- [Given data]
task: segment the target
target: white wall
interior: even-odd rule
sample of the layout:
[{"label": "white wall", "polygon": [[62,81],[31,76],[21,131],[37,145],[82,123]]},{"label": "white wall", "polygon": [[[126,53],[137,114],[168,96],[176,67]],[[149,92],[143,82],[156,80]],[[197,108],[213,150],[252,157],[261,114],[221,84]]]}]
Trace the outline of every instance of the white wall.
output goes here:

- [Objective]
Print the rows above again, line for line, without changing anything.

- [Result of the exercise]
task: segment the target
target: white wall
interior: even-odd rule
sample of the layout:
[{"label": "white wall", "polygon": [[62,81],[31,76],[21,131],[37,145],[82,123]]},{"label": "white wall", "polygon": [[[126,53],[137,114],[168,96],[176,67]],[[149,92],[143,82],[156,80]],[[197,108],[213,150],[252,157],[261,114],[221,84]]]}]
Trace the outline of every instance of the white wall.
output goes here:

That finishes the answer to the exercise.